__EXERCISES TO COMPLETE__
1 – According to the company round-up, which three back-end networks does Filebase currently support?
2 – Copy each line of the records that contains the string "jersey". Case counts.

__SELECTED EXTRACT__
IT Press Tour Silicon Valley 2022: Company Round-up

This article provides a roundup of the companies that Information Age met  during The IT Press Tour to San Francisco and Silicon Valley.

Read below to find out more about: Atempo, DDN, Filebase, Hammerspace, Kalista IO, Komprise, Iodyne, MinIO, Nebulon and Tiger Technology.

1. Atempo

As the data ecosystem continues to grow, the need to manage and protect this data across multiple environments becomes paramount.

Businesses in traditional industries need data solutions that are easy to deploy, easy to protect and easy to manage. Data protection and management must be easy for non-technical individuals in the digital era.

Atempo is a French-based company that protects and migrates large data volumes, with the ability to grasp complex workflows on-premise and in the cloud.

Its services include data backup and recovery, data restoration, data integrity and analytical insights.

In 2022, the company has begun to converge its product portfolio (protection, management and support) to provide a better experience to their customers with the integration of solutions in a common foundation for zero business disruption.

The aim is to provide continuous data protection (CDP) and management, which will give businesses the ability to resist Ransomware, manage legacy environments and provide temporal navigation – this protects data over different time periods, while restoring complete infrastructure and granular files.

CDP and management require two factor authentication, native data encryption bare metal restore, long retention period, time navigation and controlled access to backup.

Read more on how to approach modern data management and protection here

2. DDN

Traditionally, DDN Storage has focused on traditional data storage for unstructured data and big data in enterprise, government and academic sectors.

Now, it is redefining the imperatives that are driving it as a company, focusing on AI storage.

Corporate investments in AI hit a new record in 2021, with Microsoft – as an example – investing $1 billion in an artificial intelligence project, co-founded by Elon Musk.

To meet these changing market demands, DDN released A³I. This allows organisations to focus their AI workflow concurrently, continuously, all in one place by simplifying data management with universal, unified, secured access for distributed AI solutions.

This focus is at the heart of DDN’s growth strategy moving forward and is crucial in helping organisations solve the new challenges of data, as the boundaries of traditional computing and analytics shift to a new era.

Read more on the importance of AI (data) storage for AI innovation

3. Filebase

Traditionally, public cloud giants, such as AWS and Azure, have owned the cloud storage space. But, a few years ago some players initiated some interesting decentralised models leveraging blockchain technology.

Among recent players, some iterate with an aggregation capability to connect multiple object storage in decentralised environments.

This is the case for Filebase.

The company, founded in 2019 and based in Boston, designs and built its own unification layer that offers the routing of data to the right back-end networks. As of today, Filebase supports 3 of them: Sia, Storj and Skynet.

One attractive aspect of Filebase, beyond the ubiquity of the solution and its resiliency, is its price with the flat model at $5,99/TB/Month. To test the solution before adopting it, 5GB are free.

The next iteration will be to add other back-end storage networks to its solution, such as Filecoin, Arweave and IPFS, plus some CDN capabilities. We also heard that the S3 object lock will be added that gives an archive flavor to Filebase.

__LISTING__
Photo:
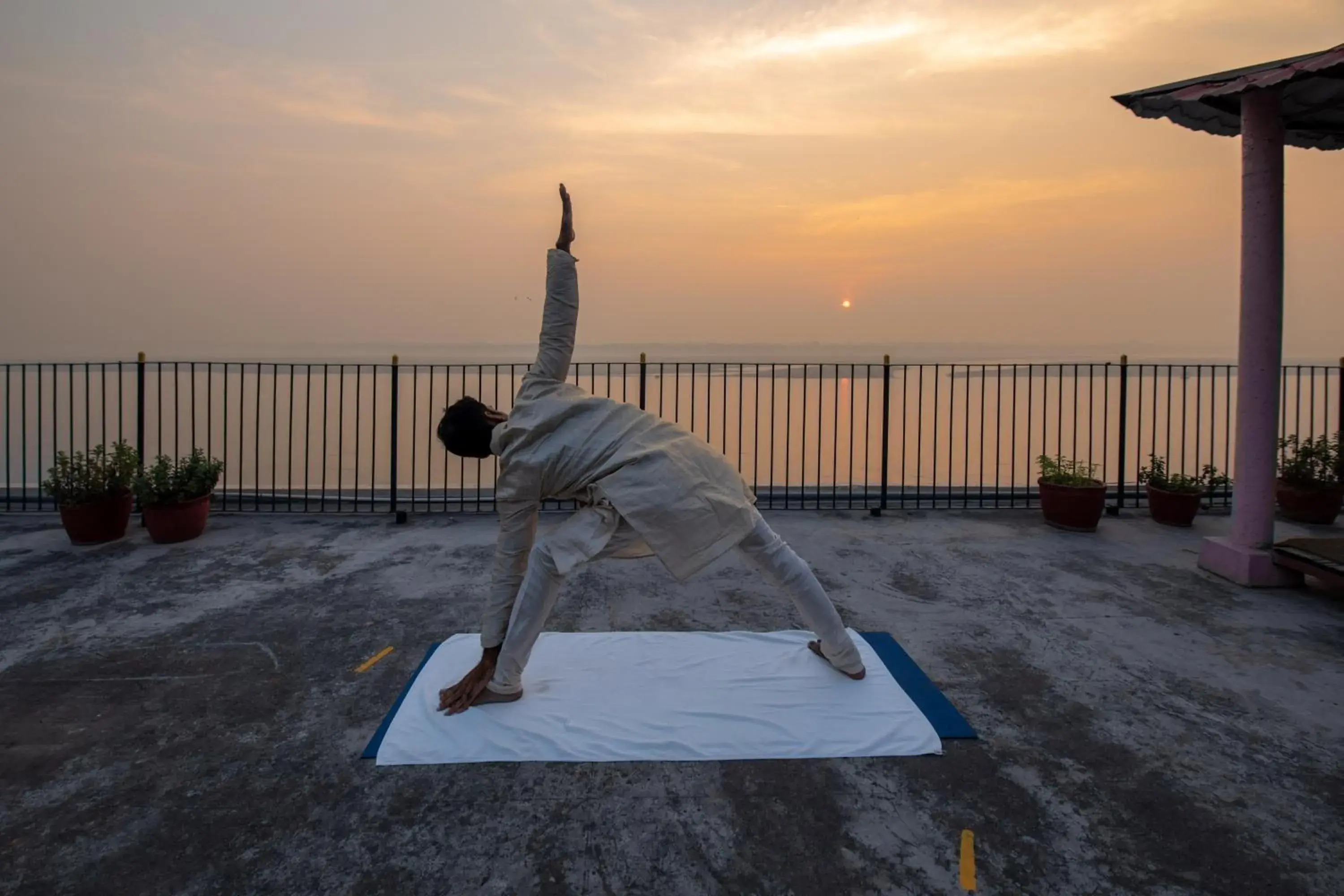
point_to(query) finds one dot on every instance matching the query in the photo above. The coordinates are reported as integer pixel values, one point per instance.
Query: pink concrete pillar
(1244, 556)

--

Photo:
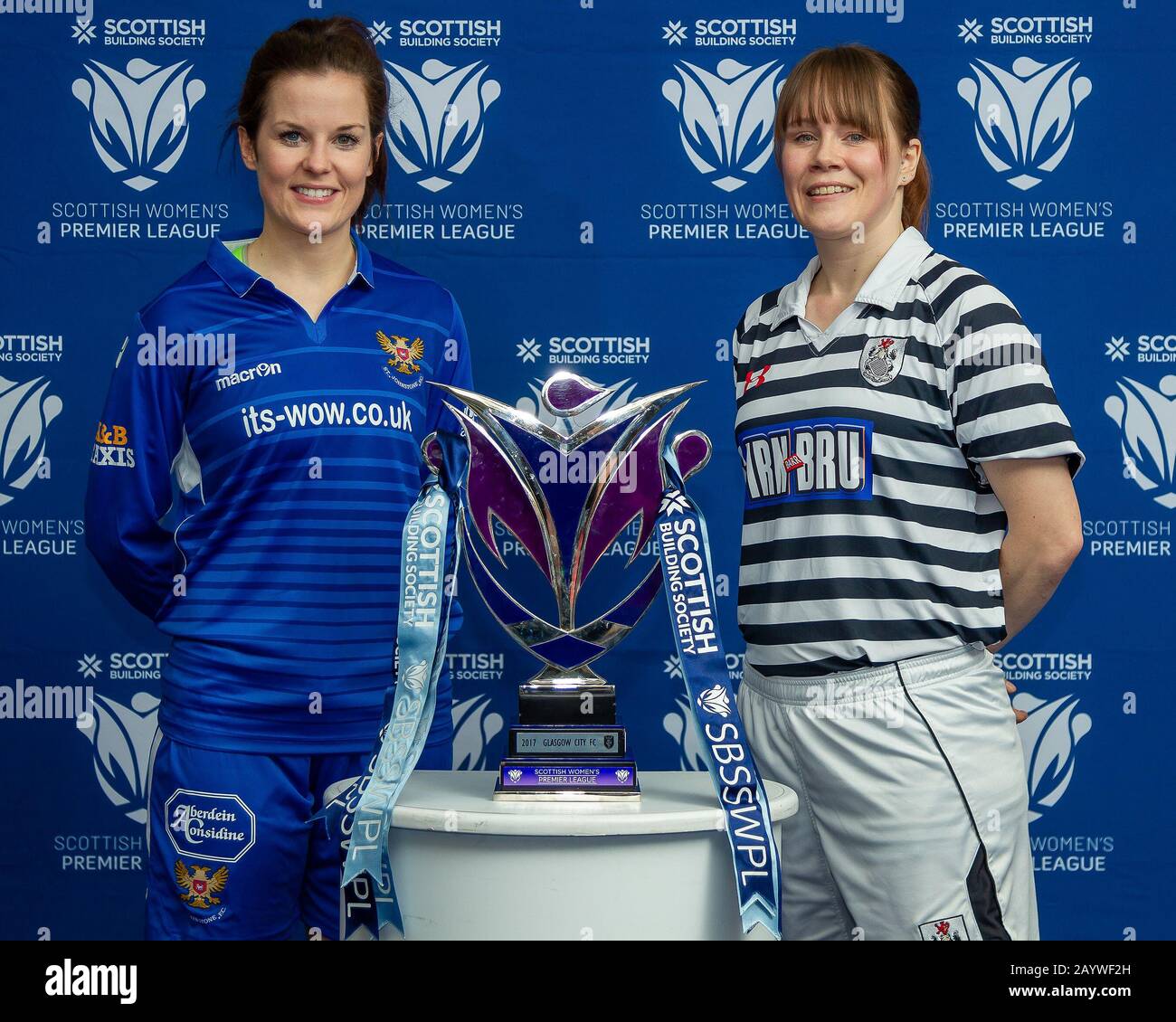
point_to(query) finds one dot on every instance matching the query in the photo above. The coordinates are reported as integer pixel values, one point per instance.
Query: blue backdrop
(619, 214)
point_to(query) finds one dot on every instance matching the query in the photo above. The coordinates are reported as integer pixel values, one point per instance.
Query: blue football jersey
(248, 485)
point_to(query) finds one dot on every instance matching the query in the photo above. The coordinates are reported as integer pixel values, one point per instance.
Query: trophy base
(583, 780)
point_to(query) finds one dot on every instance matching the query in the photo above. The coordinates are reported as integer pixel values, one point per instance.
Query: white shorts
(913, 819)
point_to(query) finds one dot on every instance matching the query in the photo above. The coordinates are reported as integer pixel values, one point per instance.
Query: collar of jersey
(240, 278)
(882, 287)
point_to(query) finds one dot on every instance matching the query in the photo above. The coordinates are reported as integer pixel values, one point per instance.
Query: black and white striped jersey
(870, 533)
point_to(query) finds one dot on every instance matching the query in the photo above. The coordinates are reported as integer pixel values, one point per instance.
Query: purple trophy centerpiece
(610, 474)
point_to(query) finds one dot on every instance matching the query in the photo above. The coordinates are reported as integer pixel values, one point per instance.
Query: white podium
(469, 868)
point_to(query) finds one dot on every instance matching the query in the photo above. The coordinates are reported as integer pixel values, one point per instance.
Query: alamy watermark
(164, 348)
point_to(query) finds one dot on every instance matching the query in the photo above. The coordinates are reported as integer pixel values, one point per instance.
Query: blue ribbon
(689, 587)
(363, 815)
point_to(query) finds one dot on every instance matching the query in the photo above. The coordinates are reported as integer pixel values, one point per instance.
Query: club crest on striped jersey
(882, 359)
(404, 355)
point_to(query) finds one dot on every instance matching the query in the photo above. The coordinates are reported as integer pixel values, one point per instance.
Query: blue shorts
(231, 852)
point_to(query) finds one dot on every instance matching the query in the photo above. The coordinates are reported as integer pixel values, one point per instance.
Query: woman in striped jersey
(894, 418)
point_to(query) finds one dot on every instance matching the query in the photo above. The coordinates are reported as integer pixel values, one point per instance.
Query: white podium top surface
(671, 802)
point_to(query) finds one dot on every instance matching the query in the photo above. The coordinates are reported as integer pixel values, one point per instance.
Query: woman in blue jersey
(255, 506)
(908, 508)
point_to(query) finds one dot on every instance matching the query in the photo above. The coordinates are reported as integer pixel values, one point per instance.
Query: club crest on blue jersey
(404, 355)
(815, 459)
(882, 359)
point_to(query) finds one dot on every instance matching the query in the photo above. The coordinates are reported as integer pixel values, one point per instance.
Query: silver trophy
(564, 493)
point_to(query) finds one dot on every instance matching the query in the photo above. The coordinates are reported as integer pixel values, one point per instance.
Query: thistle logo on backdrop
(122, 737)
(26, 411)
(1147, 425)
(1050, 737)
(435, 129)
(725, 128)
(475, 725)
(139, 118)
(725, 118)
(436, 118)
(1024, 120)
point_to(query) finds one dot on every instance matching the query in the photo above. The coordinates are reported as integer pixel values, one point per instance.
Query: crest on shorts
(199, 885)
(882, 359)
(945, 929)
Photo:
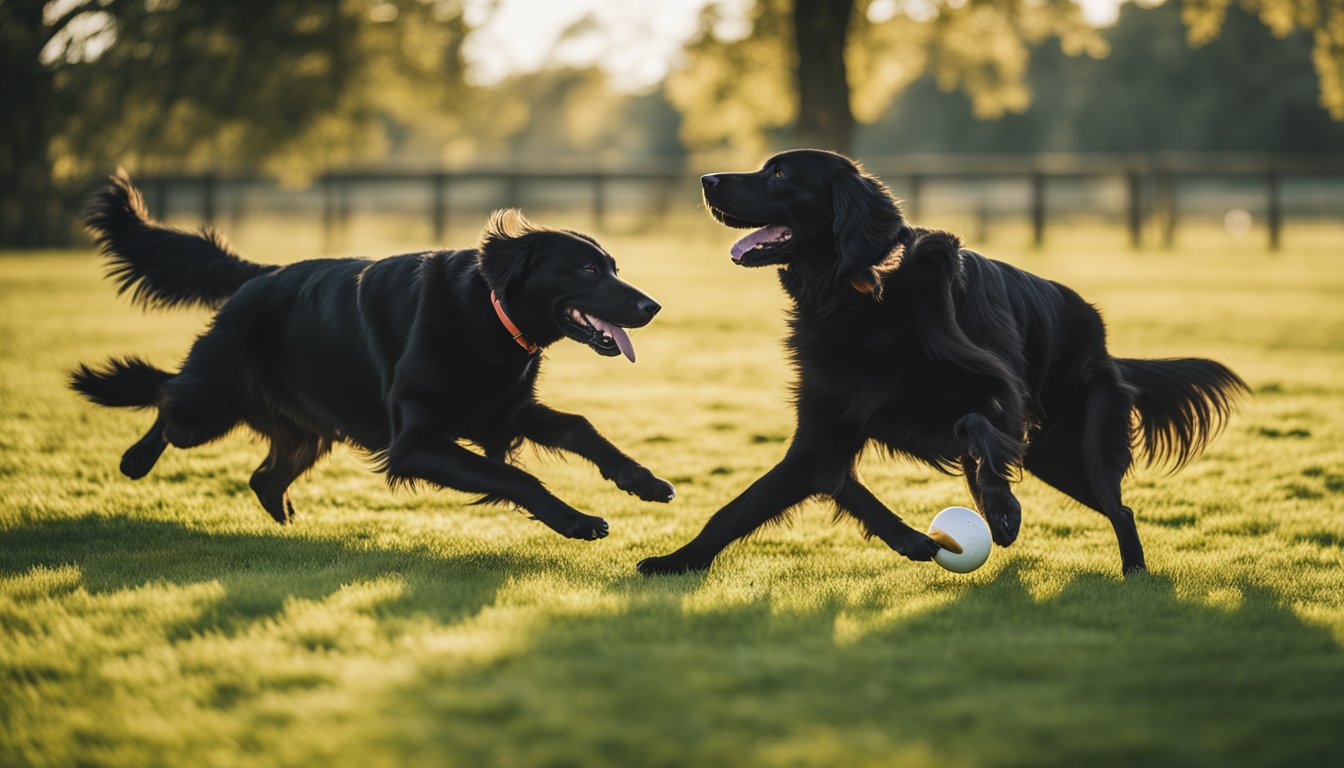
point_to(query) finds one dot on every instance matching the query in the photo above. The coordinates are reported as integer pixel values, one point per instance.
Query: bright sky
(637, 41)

__ANSWERS PROVIDED__
1 – Sia, Storj and Skynet.

2 –
Query: blue football jersey
Query: collar of jersey
Query: black and white striped jersey
Query: club crest on striped jersey
Query: woman in striped jersey
Query: woman in blue jersey
Query: club crest on blue jersey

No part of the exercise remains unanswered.